>> BEGIN Extract provided

Traffic Sign Detection using PyTorch Faster RCNN with Custom Backbone

This post is going to be really exciting from a practical standpoint in deep learning and object detection. In the field of deep learning and computer vision, we regularly use pretrained object detection models and fine-tune them on our own dataset. Most of the time, we use these object detection models as it is without any modification except for the number of classes. But sometimes, slight changes in the architecture can produce exciting results. Maybe using a different custom backbone will give us better FPS during inference. Here, we are going to do something similar. In this post, we will carry out traffic sign detection using PyTorch Faster RCNN model with a custom backbone.

This is the last post in the traffic sign recognition and detection series:

• Traffic Sign Recognition using PyTorch and Deep Learning
• Traffic Sign Detection using PyTorch and Pretrained Faster RCNN Model
• Using Any Torchvision Pretrained Model as Backbone for PyTorch Faster RCNN
• Traffic Sign Recognition using Custom Image Classification Model in PyTorch
• Traffic Sign Detection using PyTorch Faster RCNN with Custom Backbone

We have covered a lot in this series till now. Starting from classification and detection using pretrained models, to switching backbones for Faster RCNN from Torchvision, to even using our own custom residual neural network for classification.

In this post, we will use the same custom residual neural network architecture as the backbone for PyTorch Faster RCNN. There are a lot of details that we will cover shortly. Although switching the backbone is an easy task, preparing the backbone is not as straightforward as it may seem. There are advantages and disadvantages to it and we will discuss them all here.

Topics to Cover

Let’s check out the topics we will cover in traffic sign detection using PyTorch Faster RCNN with Custom Backbone.

• We will start with a very short discussion of the dataset. We already covered the GTSDB dataset in detail in the previous posts.
• Then we will move over to the pretraining techniques of the custom residual neural network. This will be a very important section.
• Next, we will cover the preparation of the dataset briefly as it was already covered in detail in one of the previous posts in the series.
• The traffic sign detection training and detection code will be very similar to the previous posts in the series. However, well discuss all the little changes before we start the training. This includes the new new PyTorch Faster RCNN model with the custom backbone.

>> END Extract provided
>> BEGIN Records for processing

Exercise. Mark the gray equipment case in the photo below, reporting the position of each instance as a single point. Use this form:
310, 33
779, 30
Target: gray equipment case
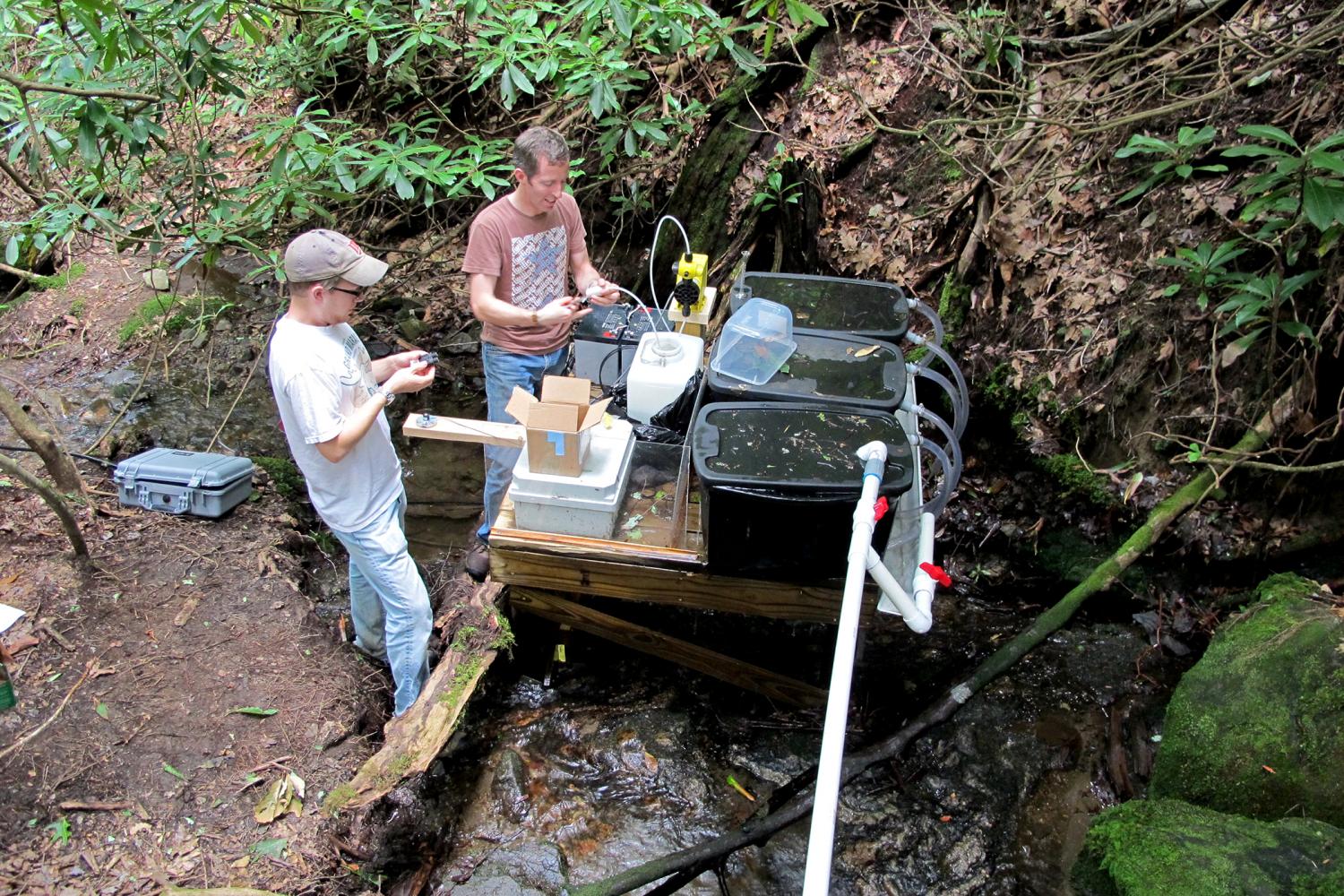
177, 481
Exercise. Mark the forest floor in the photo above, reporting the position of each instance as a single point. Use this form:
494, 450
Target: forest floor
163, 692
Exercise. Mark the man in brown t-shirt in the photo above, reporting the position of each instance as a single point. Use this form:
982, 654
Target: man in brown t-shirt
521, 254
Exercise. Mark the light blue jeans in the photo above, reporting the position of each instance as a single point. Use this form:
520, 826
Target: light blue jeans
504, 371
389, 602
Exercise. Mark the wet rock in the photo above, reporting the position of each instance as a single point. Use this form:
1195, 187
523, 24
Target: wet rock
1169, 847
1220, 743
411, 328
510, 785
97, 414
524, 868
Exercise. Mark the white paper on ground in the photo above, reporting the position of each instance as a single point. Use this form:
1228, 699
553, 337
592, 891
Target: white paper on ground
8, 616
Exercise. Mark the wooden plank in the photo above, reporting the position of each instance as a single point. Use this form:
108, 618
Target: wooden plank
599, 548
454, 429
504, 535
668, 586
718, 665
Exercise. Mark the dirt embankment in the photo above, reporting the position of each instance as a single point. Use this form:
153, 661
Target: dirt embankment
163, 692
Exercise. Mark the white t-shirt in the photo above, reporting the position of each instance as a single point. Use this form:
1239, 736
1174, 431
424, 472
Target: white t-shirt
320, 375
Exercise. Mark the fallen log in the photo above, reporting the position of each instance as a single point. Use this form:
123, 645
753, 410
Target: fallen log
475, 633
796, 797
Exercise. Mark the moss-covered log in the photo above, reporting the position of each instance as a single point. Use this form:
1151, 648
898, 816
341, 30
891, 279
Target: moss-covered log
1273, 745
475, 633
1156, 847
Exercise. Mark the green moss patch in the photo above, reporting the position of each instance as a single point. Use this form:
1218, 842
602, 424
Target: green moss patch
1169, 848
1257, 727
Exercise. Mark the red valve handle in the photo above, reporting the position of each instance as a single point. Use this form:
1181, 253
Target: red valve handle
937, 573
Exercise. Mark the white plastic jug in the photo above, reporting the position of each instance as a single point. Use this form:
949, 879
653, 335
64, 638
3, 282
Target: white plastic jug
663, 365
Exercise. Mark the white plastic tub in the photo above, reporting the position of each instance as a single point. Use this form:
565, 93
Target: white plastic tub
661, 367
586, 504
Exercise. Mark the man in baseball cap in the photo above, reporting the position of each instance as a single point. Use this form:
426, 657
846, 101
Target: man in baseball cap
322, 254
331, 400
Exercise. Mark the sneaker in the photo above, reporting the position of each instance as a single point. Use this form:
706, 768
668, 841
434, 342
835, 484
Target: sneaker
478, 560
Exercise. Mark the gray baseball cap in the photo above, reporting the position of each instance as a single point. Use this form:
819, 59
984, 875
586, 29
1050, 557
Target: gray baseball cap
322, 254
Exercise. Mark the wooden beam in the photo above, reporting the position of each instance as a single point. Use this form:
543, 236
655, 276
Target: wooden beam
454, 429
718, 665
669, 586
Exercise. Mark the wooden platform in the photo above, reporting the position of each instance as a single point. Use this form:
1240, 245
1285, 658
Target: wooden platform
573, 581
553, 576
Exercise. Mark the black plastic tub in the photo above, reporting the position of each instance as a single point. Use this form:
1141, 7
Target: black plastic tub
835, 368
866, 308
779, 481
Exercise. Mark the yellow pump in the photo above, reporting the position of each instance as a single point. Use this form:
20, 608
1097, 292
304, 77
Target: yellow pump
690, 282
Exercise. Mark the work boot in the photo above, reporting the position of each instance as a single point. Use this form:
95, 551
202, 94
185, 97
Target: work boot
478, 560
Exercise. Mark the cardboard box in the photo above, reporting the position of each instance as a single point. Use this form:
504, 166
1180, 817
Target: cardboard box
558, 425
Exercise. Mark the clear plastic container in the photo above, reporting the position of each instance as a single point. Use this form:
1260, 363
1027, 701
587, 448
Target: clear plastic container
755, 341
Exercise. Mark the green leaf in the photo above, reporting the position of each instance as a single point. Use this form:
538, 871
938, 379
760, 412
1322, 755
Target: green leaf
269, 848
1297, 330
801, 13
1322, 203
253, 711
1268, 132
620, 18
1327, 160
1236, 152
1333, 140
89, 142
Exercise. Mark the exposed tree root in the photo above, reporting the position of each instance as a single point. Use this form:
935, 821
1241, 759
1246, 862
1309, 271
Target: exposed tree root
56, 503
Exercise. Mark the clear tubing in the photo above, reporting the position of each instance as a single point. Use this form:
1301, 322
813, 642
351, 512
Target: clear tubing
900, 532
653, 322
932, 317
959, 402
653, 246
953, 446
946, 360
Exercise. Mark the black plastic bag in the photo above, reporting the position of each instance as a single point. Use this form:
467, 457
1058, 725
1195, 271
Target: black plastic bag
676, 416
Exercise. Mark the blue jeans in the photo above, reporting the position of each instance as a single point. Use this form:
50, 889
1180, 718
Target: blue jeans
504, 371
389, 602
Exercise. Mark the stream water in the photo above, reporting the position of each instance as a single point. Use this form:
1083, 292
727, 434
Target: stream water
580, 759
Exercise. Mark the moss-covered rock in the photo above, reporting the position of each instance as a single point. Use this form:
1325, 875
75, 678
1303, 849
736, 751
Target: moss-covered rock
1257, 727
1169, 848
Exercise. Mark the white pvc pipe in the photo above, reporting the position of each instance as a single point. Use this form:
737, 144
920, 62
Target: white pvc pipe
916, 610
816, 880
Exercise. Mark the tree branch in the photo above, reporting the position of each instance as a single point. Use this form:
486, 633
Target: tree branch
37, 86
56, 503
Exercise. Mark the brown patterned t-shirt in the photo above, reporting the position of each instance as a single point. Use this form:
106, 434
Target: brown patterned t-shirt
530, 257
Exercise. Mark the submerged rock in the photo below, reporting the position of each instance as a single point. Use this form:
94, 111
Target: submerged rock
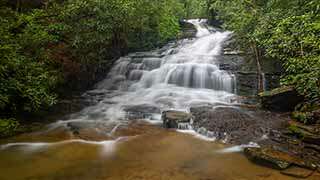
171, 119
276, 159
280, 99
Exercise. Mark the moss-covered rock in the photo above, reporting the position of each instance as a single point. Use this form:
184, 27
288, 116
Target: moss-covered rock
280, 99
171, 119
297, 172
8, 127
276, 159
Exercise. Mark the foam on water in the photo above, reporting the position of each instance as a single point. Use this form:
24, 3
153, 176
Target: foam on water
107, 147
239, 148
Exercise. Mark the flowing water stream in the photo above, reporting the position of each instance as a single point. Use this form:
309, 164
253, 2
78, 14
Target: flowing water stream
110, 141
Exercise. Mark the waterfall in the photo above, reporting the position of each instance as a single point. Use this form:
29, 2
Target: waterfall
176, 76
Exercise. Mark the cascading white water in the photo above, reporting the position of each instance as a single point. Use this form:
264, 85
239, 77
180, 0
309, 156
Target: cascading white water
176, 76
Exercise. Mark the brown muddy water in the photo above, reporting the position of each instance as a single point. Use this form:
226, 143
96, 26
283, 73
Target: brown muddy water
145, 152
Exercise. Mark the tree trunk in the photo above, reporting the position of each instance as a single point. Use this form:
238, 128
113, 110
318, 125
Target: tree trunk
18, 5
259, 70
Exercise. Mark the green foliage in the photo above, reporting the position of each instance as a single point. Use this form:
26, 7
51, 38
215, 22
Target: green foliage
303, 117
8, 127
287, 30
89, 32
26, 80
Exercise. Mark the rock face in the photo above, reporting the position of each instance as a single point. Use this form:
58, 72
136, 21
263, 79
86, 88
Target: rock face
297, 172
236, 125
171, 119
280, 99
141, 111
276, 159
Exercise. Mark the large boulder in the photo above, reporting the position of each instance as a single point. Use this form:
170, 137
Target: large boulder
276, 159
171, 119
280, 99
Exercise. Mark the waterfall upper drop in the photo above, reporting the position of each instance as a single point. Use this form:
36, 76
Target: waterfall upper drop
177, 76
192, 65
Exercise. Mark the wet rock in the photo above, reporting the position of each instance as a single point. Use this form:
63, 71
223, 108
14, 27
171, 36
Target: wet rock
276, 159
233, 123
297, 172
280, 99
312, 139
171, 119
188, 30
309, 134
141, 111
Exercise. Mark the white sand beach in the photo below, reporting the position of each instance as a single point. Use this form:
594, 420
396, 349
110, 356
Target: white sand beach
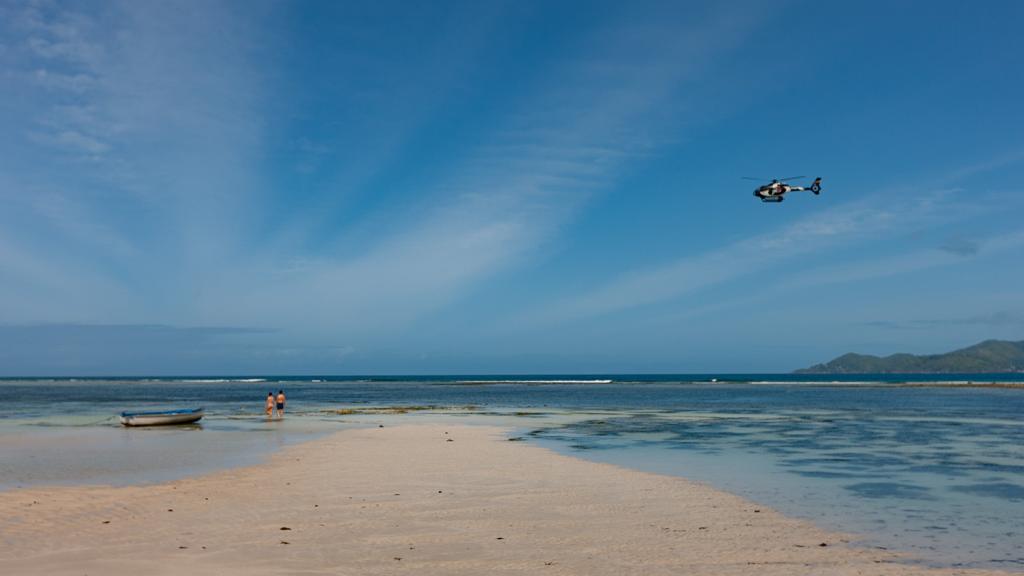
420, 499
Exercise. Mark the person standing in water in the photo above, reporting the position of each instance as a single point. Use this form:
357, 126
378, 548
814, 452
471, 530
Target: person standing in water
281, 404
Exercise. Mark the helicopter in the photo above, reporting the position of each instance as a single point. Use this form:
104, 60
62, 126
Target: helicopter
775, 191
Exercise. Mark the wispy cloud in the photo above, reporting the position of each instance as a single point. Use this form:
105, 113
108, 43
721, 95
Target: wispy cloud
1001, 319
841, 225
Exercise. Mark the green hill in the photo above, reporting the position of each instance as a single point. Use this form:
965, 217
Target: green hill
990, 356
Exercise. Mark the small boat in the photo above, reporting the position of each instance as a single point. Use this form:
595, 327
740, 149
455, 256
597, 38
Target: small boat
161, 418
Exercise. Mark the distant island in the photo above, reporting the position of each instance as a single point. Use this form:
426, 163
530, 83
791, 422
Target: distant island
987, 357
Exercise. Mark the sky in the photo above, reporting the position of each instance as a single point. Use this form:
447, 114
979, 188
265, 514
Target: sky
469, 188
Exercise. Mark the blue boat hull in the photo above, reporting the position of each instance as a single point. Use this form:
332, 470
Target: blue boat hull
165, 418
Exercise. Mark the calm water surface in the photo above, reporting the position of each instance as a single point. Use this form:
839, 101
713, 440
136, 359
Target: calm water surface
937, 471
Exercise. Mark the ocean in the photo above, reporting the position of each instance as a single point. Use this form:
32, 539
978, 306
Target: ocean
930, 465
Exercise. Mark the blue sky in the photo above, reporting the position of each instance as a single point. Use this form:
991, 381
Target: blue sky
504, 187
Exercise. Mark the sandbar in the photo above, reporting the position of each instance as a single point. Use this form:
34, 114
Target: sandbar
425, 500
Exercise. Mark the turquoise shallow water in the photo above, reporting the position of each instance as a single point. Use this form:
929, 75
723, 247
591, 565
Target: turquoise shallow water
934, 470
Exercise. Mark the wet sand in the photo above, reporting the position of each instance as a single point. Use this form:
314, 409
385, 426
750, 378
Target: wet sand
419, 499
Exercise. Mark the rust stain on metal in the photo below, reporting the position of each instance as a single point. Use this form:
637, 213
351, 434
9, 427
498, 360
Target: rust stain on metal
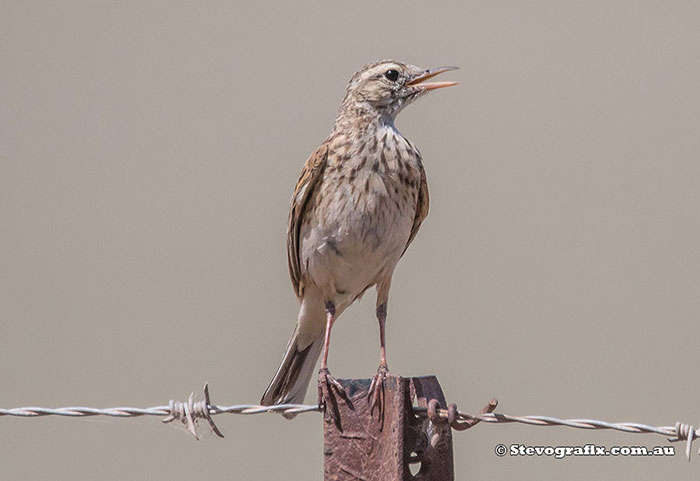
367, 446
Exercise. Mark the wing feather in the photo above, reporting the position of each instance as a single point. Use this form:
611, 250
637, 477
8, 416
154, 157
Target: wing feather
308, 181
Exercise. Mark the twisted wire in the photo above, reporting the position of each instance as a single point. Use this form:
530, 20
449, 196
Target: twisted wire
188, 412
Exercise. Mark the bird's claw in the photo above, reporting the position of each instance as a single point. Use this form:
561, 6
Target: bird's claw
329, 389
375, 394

>> END Records for processing

[Exercise A]
Pull out every line of the rows that contains the word "large".
[Exercise B]
Carry on the post about traffic sign detection with a custom Faster RCNN backbone, picking up after its last sentence.
These rows are unrelated to the traffic sign detection post.

[Answer A]
Exercise. Mark the large boulder in the photo above, reporting the position of each instance as a single point. Use this form:
Target: large boulder

[Answer B]
• After training, we will carry out inference on the both images and videos.
• Finally, we will discuss some of the advantages and disadvanted of using the PyTorch Faster RCNN model with custom backbone.

Note: In this post, we will mainly focus on the idea of using a custom backbone with the PyTorch Faster RCNN model. We will not focus on the accuracy of the trained model to a great extent. There are good reasons for this and we will discuss them in their respective sections.

The GTSDB Dataset

We will use the same GTSDB dataset that we have been using for the detection posts in this series. We have covered the details here.

The following is one of the images from the dataset with the ground truth annotations.

If you are new to this series of posts, then you may need to download the dataset.

You can visit the link to download them or click on the following direct download links:

• TrainIJCNN2013.zip
• TestIJCNN2013.zip
• gt.txt

For the training of the neural network on your own system, you will need a few more files. We will discuss them shortly and also downloading the zip file for this post will give access to them.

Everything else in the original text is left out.